EXERCISE OBJECTIVE
Copy out, unchanged, the part of the items below that opens with the line containing "of the brown" and closes with the last line of the items.

===== RECORDS SUPPLIED

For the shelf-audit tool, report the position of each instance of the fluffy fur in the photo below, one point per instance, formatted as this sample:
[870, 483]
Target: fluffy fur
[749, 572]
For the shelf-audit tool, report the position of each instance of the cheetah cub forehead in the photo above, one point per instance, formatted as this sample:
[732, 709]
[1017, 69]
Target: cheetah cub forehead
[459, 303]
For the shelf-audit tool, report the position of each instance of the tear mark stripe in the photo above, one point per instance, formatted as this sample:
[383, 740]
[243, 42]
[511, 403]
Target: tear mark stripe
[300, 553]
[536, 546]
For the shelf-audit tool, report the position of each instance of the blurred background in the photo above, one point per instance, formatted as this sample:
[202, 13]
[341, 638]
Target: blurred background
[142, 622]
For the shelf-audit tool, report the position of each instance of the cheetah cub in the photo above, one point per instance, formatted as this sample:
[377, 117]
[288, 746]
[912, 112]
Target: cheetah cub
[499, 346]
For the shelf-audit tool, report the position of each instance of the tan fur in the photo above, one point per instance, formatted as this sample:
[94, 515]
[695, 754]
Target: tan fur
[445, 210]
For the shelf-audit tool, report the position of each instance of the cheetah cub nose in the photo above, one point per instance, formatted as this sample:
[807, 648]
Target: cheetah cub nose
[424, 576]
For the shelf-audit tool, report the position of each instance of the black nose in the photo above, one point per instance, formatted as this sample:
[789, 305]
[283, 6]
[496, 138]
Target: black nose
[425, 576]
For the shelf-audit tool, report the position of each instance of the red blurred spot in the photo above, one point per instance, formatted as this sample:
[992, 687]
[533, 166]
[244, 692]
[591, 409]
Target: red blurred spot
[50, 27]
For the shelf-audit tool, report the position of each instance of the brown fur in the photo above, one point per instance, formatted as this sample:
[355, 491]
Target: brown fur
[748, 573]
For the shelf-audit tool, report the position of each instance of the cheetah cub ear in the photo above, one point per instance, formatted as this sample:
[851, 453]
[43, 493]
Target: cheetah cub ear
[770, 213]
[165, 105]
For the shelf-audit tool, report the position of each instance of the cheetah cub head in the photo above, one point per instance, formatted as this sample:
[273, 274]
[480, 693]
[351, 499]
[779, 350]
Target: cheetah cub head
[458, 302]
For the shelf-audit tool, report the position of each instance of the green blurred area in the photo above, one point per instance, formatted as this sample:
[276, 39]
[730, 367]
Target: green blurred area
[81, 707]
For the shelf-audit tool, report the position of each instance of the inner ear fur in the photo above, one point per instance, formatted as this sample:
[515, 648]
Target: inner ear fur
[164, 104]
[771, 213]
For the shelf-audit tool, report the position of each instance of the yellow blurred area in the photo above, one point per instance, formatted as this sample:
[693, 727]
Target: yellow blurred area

==========

THE OUTPUT
For the shelf-audit tool, report the position of each instance of the brown fur in the photo above, one point per instance, formatted as this sample:
[355, 491]
Target: brown fur
[748, 573]
For the shelf-audit tool, report the position of each instance of the cheetah cub ear in the photo above, one point per instance, formatted as this sample:
[851, 453]
[43, 493]
Target: cheetah cub ear
[770, 213]
[165, 105]
For the shelf-audit tool, report the position of each instance of the cheetah cub head in the photo above, one point per instance, formatted as this sample:
[273, 274]
[480, 693]
[351, 499]
[779, 350]
Target: cheetah cub head
[458, 302]
For the shelf-audit tool, report the position of each instance of the green blurred area in the photo above, one point per instance, formatted as this sample:
[276, 39]
[730, 367]
Target: green blurred area
[81, 707]
For the shelf-audit tool, report the position of each instance of the inner ear fur in the photo above, one point per instance, formatted as this sample:
[515, 648]
Target: inner ear fur
[164, 104]
[771, 213]
For the shelf-audit tool, report the position of each instance of the yellow blurred area in the photo above, one point per instance, formatted as this sample:
[693, 727]
Target: yellow blurred area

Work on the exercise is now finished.